→ Pasaje citado
Me escondo en Dios... Abro mis ojos para Dios... Todo lo que llevo dentro, lo pongo en Dios
(Cipecar).- Y nos parece mentira. ¿Cómo es posible que un torrente de vida se esconda de repente? ¿Cómo es posible que sus ojos, escrutadores asombrados de la vida, se cierren? ¿Cómo es posible que tantos nombres, recogidos por los caminos, se pierdan en el silencio?
Son preguntas que nos hacemos nosotros. En verdad, él tenía claras las respuestas. «Me escondo en Dios… Abro mis ojos para Dios… Todo lo que llevo dentro, lo pongo en Dios», así nos diría. Porque lo dijo y lo repitió siempre que pudo: «Estoy en las manos de Dios… Estoy viviendo en la gratuidad total».
Como una fuente que quiere dar y dar a todos de su agua, le vimos siempre con pausa para saborear en la hondura los remansos de vida que le llegaban segundo a segundo y con prisa para dar todo lo que llevaba dentro al que llamaba a su puerta. Sus manos abiertas seguían recibiendo -¡qué gran apertura la suya para seguir emocionándose!- y seguían dando –¡qué gran capacidad la suya para comunicar!-.

→ Tarea a
Indique cuántas líneas de los registros contienen la cadena "texture", teniendo en cuenta mayúsculas y minúsculas. Responda únicamente con el número.
El texto y los registros son materiales independientes entre sí.

→ Información mostrada

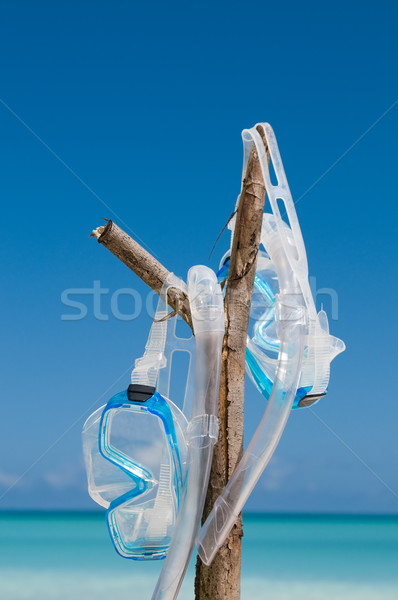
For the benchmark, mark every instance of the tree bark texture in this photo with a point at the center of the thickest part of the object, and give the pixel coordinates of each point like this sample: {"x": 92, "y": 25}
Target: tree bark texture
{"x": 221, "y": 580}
==
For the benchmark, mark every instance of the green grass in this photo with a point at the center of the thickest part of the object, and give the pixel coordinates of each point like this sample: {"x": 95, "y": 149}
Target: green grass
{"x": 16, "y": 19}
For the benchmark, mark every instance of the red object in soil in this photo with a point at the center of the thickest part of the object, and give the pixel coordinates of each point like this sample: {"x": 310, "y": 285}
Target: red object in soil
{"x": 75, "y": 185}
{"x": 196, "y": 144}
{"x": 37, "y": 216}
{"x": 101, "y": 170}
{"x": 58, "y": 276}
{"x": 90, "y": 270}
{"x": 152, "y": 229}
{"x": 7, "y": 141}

→ Tarea b
Prosiga el texto de homenaje a partir de su última oración.

→ Respuesta a
2

→ Respuesta b
¡Cómo le gustaba la vida! Nunca se le aguó la fiesta ni pudieron con él los pesimismos. Como si de un joven reportero se tratara, cada mañana salía en busca de toda noticia -¿cuántas?, ni se sabe-. Todo lo recibido (periódicos, cine, radio, televisión, calle, blog…) lo rumiaba en su interior, tenía buenas claves para hacerlo. Todo lo rumiado, lo estrenaba en la conversación, en el artículo escrito, en el libro nuevo que preparaba para la imprenta, en el diálogo fiel que tenía cada tarde con Cristo, su Amigo por excelencia.
Sí, Eduardo, tenía muchos amigos. Presumía de ellos. Recordaba con exactitud los momentos en que los pasaron de ser uno de tantos a convertirse en confidentes y cómplices de la hermosa aventura de la vida. Con ellos hablaba de las cosas y de Dios, con esa libertad osada que muy pocos poseen, sin miedo a perder, con alegría. Sacaba del arcón lo nuevo y lo viejo y tenía el arte de compartirlo junto a un vino, mejor si era de rioja.
Vencía la crisis que nos envuelve con la esperanza. Rompía la monotonía cansina y cómoda con la creatividad. No vendía su dignidad y su palabra por nada. Sabía encajar las críticas sin dejar de mirar hacia adelante, sin guardar sombras de rencor en los adentros. Conjugaba sus convicciones con la ternura. Sabía abrazar, besar. Se emocionaba. Dejaba que se asomara el Espíritu en su mística. Era de Dios y, por eso, de todos.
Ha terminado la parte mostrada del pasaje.